§ **Document section**
-*-

Syracuse University student Audrey shows off styles based on vintage and secondhard stores.
Audrey Weisburd says she has found memorable pieces that she feels connected to while thrifting in Central New York.

Manifesting is an important part of senior Lindsay Kernen’s thrifting experience. “When I have a vision for an outfit that I came up with myself, being able to go and find pieces is really fun, because they’re all slightly different from what I had in mind. I’m just sifting through the racks envisioning what I could pair with this piece, or how it could look,” she says.

Kernen’s finds include Vejas shoes she wore all over London during a semester abroad, an army jacket worn in combat many years ago, and even a cozy striped robe perfect for icy Syracuse winters. For Kernen and others, thrifting is also social. Friends go to stores together and draw creative inspiration from each other’s individual styles. Individual pieces can be further customized.

“My sister’s girlfriend always goes to the thrift stores with a pair of scissors and measuring tape because she’ll alter something right away and see what she can do with it. She looks at all the pieces as starting points for what she can make,” she says.

-*-

§ **Given information**
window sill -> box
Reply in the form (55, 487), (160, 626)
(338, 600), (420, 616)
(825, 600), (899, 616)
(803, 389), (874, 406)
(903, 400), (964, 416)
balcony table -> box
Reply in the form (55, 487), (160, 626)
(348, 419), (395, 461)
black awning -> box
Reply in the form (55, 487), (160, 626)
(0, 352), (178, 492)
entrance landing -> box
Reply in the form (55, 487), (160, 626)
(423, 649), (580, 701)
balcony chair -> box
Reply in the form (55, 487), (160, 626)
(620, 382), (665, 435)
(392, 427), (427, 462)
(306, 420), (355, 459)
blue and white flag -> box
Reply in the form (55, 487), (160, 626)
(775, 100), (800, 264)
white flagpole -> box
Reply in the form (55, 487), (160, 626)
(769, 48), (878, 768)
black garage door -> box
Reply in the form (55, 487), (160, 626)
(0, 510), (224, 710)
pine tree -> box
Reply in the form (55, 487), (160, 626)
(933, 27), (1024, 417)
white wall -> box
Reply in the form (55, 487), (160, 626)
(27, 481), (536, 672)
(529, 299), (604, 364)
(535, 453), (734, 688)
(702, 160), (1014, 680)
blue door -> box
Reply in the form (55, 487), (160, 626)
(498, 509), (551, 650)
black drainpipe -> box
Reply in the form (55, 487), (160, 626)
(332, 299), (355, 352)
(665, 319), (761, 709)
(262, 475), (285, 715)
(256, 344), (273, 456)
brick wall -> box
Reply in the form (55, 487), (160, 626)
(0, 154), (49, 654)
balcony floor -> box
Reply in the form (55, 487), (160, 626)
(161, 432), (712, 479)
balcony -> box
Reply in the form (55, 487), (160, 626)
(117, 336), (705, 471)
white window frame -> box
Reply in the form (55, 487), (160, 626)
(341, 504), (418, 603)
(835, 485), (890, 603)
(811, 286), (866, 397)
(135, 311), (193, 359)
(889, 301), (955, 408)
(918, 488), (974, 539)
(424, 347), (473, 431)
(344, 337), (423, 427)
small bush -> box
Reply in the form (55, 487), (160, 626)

-*-

§ **Activity A**
Extract the portion of the thrifting article from "Syracuse University student" to "Central New York.".
§ **Activity B**
Name every find of Lindsay Kernen's that the thrifting article lists.
§ **Activity C**
According to the thrifting article, where did Kernen wear her Vejas shoes?
The records have no connection to the thrifting article.

§ **Response A**
Syracuse University student Audrey shows off styles based on vintage and secondhard stores.
Audrey Weisburd says she has found memorable pieces that she feels connected to while thrifting in Central New York.

§ **Response B**
- Vejas shoes
- An army jacket
- A cozy striped robe

§ **Response C**
All over London during a semester abroad.